Text block:
Authorities at the University of California, San Diego Health, in the US reported a phishing attack led to a major breach of its network, which allowed someone to gain access to sensitive patient, student & employee data.
Employee email takeover exposed personal, medical data of students, employees & patients.
A Wed. notice from UCSD Health explains the attack occurred between Dec. 2, 2020 & April 8, 2021 & exposed personal information including full names, addresses, date of birth, email, US social security number & the date & cost of medical services.
UCSD Health stated the matter was referred to the Federal Bureau of Investigation.
“This process of analysing the data in the email accounts is ongoing,” the notice explained.
“UC San Diego Health is moving as quickly as possible while taking the care & time to deliver accurate information about which data was impacted. At this time, we are aware that these email accounts contained personal information associated with a subset of our patient, student, & employee community. This review will be complete in Sept.”
After the investigation, UCSD Health commented that it will contact individuals whose personal data was exposed & offer them 1 year of free identity theft protection services. Experts point out, though, that the potential risks associated with this type of data loss could impact victims for many years.
“Fraudsters can use the medical records, lab results, US Social Security numbers & govt. identification numbers to impersonate legitimate patients & commit insurance fraud, seek covered medical care & refill unauthorised prescriptions,” Robert Prigge, CEO of Jumio observed.
“It’s also possible the exposed information is already circulating on the dark web – where it can command a high value since there’s more personal information in health records than any other electronic database.”
James Carder CSO at LogRhythm added the data could be used in threats far more serious than identity theft.
“They could also face extortion-based attacks threatening to disclose sensitive medical diagnosis or images if payments are not made,” Carder explained.

Collected data:

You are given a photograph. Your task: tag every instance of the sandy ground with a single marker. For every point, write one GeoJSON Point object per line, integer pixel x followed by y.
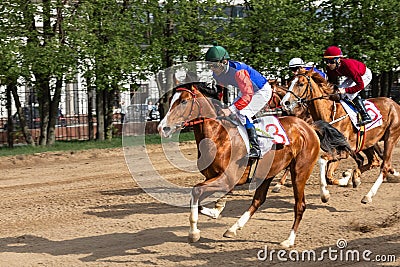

Tasks and exercises:
**A)** In the UCSD Health breach article, how long is the free identity theft protection offered to individuals whose data was exposed?
**B)** List every type of personal information that the UCSD Health breach article, in its summary of the Wednesday notice, says was exposed.
The data above are not needed for this exercise.

Results:
**A)** One year.

**B)**
- Full names
- Addresses
- Date of birth
- Email
- US Social Security number
- The date and cost of medical services